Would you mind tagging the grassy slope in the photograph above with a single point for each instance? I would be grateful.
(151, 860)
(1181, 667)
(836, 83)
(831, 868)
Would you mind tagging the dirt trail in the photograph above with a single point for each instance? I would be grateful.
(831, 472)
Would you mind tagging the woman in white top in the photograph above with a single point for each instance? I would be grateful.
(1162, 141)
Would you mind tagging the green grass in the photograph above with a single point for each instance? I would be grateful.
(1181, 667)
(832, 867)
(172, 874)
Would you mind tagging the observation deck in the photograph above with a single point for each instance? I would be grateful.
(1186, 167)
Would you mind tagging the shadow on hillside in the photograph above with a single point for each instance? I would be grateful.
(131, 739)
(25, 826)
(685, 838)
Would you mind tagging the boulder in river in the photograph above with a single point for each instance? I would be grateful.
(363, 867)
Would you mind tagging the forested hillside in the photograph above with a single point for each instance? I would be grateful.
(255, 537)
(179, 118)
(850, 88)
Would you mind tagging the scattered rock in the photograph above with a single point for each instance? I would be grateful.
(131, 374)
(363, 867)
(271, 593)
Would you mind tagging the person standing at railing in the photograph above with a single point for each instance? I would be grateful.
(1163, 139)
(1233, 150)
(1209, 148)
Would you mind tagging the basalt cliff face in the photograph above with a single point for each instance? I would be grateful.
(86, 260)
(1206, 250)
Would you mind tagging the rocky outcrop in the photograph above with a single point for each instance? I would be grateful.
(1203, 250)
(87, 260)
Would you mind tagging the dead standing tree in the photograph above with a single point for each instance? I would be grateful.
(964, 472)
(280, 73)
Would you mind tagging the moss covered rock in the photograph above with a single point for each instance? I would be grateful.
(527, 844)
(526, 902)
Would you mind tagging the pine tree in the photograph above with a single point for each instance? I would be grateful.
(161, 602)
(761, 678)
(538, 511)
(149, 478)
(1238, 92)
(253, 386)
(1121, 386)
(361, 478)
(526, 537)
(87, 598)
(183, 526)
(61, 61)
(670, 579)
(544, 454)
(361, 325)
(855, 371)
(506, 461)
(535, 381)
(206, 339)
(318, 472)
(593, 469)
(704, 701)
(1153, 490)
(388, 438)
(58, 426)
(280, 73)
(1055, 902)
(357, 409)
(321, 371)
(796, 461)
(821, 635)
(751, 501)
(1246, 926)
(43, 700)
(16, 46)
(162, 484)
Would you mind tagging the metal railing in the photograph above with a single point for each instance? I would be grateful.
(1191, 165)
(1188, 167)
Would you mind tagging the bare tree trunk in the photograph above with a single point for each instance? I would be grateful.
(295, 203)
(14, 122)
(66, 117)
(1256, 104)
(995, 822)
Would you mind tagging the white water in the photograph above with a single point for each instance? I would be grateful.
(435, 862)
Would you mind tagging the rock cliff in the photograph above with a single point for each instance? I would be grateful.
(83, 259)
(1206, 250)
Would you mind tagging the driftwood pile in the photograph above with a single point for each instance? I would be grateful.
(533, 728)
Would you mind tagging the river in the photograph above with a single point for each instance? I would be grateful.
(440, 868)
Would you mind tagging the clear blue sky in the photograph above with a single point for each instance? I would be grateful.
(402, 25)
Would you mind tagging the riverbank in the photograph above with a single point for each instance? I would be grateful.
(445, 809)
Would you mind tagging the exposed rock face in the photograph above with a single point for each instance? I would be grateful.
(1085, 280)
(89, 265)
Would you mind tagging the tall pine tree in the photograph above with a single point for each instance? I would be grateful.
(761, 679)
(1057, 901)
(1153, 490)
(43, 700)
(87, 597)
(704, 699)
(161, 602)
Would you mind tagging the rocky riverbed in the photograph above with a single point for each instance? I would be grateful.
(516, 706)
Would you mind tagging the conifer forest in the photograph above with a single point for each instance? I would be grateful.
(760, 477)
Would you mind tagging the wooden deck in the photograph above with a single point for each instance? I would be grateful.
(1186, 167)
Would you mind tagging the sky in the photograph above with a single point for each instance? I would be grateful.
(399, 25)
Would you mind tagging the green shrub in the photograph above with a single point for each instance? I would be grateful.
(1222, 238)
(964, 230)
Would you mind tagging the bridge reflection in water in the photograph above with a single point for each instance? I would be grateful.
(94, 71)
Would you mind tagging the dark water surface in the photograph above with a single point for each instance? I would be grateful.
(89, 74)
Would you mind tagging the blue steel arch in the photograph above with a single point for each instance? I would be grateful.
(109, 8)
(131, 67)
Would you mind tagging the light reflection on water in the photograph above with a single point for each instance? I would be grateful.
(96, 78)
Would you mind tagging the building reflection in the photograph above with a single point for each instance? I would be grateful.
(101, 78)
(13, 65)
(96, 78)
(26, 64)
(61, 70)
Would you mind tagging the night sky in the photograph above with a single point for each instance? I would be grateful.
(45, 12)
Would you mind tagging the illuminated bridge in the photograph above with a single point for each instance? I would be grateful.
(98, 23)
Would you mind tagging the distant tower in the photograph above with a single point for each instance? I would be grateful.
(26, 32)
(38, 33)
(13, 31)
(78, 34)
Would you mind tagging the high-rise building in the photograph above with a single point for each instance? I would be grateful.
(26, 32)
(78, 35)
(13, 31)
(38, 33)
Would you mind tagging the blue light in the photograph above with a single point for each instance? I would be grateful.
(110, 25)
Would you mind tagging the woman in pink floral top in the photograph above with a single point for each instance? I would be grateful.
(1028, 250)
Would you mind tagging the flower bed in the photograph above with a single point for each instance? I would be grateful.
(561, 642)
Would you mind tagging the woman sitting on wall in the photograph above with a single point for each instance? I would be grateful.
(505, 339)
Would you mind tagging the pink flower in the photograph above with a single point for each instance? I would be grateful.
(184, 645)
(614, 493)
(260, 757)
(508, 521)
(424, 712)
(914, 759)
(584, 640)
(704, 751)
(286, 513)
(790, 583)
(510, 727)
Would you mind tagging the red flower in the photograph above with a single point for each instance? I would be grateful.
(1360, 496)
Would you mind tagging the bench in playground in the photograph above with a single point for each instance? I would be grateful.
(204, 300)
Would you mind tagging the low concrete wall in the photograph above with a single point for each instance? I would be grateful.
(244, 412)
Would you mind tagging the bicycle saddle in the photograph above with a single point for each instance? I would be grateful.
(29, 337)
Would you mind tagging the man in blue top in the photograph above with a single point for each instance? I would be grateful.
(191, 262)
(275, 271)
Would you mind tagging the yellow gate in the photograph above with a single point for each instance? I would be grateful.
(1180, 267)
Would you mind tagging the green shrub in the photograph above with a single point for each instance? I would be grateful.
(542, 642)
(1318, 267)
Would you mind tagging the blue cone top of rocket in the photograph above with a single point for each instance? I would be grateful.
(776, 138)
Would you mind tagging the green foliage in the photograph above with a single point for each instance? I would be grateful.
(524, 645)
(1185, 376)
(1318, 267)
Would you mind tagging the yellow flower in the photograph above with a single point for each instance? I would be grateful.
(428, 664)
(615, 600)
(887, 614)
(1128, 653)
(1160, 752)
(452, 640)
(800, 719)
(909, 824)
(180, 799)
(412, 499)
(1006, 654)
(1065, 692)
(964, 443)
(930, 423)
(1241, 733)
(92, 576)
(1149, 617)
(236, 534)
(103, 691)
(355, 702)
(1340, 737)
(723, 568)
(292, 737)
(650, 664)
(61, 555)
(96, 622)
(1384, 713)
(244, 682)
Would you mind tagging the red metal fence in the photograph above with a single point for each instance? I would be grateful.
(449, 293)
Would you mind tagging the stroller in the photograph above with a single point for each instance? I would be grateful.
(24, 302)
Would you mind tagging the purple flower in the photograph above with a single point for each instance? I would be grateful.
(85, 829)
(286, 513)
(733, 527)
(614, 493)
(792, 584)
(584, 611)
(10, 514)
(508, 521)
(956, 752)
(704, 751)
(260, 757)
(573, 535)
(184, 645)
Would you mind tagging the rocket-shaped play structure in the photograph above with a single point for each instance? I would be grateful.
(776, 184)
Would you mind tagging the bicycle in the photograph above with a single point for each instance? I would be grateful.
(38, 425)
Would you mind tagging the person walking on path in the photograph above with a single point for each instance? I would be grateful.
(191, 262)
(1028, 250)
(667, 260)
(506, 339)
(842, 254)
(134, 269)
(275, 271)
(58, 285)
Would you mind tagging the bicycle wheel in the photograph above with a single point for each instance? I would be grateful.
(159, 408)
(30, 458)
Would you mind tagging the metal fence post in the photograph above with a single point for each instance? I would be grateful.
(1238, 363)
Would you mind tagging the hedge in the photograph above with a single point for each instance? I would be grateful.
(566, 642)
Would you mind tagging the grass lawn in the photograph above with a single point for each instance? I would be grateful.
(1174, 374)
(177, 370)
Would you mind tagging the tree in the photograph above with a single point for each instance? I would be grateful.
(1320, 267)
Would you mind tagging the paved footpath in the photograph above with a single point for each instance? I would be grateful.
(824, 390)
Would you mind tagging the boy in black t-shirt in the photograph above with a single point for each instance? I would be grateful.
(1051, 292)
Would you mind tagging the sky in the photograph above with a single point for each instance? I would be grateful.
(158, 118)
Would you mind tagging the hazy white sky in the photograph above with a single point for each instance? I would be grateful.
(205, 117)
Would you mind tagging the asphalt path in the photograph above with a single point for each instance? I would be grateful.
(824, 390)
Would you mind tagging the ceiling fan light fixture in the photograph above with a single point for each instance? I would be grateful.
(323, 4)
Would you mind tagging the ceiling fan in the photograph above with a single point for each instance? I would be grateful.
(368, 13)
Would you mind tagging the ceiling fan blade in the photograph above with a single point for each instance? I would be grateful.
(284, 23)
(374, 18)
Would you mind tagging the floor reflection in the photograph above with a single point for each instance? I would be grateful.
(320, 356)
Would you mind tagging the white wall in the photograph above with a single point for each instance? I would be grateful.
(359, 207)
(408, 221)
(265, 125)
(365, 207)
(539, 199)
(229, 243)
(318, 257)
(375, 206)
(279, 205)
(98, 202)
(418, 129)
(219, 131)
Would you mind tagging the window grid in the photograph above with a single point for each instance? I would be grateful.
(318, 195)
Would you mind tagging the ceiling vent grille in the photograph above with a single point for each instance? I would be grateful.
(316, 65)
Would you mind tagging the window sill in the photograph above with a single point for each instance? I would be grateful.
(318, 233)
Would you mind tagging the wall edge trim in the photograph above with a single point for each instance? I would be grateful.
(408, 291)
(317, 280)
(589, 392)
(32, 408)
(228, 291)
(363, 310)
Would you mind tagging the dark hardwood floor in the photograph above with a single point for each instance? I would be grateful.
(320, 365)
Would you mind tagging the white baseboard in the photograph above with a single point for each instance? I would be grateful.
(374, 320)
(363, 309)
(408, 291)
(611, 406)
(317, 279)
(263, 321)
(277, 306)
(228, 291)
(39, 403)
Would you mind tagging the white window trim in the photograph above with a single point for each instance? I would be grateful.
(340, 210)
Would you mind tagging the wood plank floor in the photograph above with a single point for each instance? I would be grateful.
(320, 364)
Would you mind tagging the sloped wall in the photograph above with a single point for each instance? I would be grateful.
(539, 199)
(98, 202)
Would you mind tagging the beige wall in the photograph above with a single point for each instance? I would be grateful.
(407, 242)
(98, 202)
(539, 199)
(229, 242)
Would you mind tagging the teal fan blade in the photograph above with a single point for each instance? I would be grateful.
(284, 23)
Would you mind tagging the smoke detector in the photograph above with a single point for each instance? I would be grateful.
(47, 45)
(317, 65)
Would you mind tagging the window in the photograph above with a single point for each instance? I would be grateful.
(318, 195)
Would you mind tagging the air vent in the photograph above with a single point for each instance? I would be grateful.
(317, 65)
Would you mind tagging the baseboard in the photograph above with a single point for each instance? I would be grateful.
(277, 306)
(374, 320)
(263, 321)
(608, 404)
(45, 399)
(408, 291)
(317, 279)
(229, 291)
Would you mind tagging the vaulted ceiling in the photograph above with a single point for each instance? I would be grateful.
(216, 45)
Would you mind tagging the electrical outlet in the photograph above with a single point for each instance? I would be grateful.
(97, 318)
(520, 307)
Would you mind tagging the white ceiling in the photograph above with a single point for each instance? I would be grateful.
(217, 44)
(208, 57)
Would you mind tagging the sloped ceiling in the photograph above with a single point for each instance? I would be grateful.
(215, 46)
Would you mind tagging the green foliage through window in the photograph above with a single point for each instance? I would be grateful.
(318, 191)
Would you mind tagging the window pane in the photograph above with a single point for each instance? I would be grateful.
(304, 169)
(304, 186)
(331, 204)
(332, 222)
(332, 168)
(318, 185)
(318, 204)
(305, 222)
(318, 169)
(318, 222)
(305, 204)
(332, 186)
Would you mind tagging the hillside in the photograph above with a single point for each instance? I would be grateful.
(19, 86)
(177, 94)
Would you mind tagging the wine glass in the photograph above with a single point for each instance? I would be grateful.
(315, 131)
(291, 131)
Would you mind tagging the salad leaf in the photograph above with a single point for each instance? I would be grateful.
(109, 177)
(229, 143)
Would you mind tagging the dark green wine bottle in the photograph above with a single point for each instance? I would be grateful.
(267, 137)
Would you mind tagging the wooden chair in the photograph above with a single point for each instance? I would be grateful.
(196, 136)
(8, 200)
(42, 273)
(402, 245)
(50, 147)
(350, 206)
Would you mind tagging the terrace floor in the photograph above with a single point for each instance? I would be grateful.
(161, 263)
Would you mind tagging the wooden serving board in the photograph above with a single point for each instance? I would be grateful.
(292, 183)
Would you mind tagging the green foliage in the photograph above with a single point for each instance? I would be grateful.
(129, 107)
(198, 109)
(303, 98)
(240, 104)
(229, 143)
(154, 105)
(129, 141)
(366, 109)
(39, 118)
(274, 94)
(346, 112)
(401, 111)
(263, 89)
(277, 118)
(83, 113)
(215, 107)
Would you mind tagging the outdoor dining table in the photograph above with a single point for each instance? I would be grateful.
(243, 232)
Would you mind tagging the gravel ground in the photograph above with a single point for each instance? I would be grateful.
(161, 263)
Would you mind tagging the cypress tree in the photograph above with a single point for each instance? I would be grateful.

What the task asks: Give the records above, from the first line through the line containing "(1162, 141)", as a Markdown table with a Row column for the row number and a Text column for the line. Leave out blank lines.

Output of the task:
| Row | Text |
|---|---|
| 1 | Would you mind tagging the grassy slope in the photograph above with a single point for each instance? I would be grateful. |
| 2 | (151, 860) |
| 3 | (1181, 667) |
| 4 | (836, 83) |
| 5 | (831, 868) |
| 6 | Would you mind tagging the dirt trail in the photograph above with a single point for each instance? I would be grateful. |
| 7 | (831, 472) |
| 8 | Would you mind tagging the woman in white top in the photograph above with a single point for each instance? I would be grateful. |
| 9 | (1162, 141) |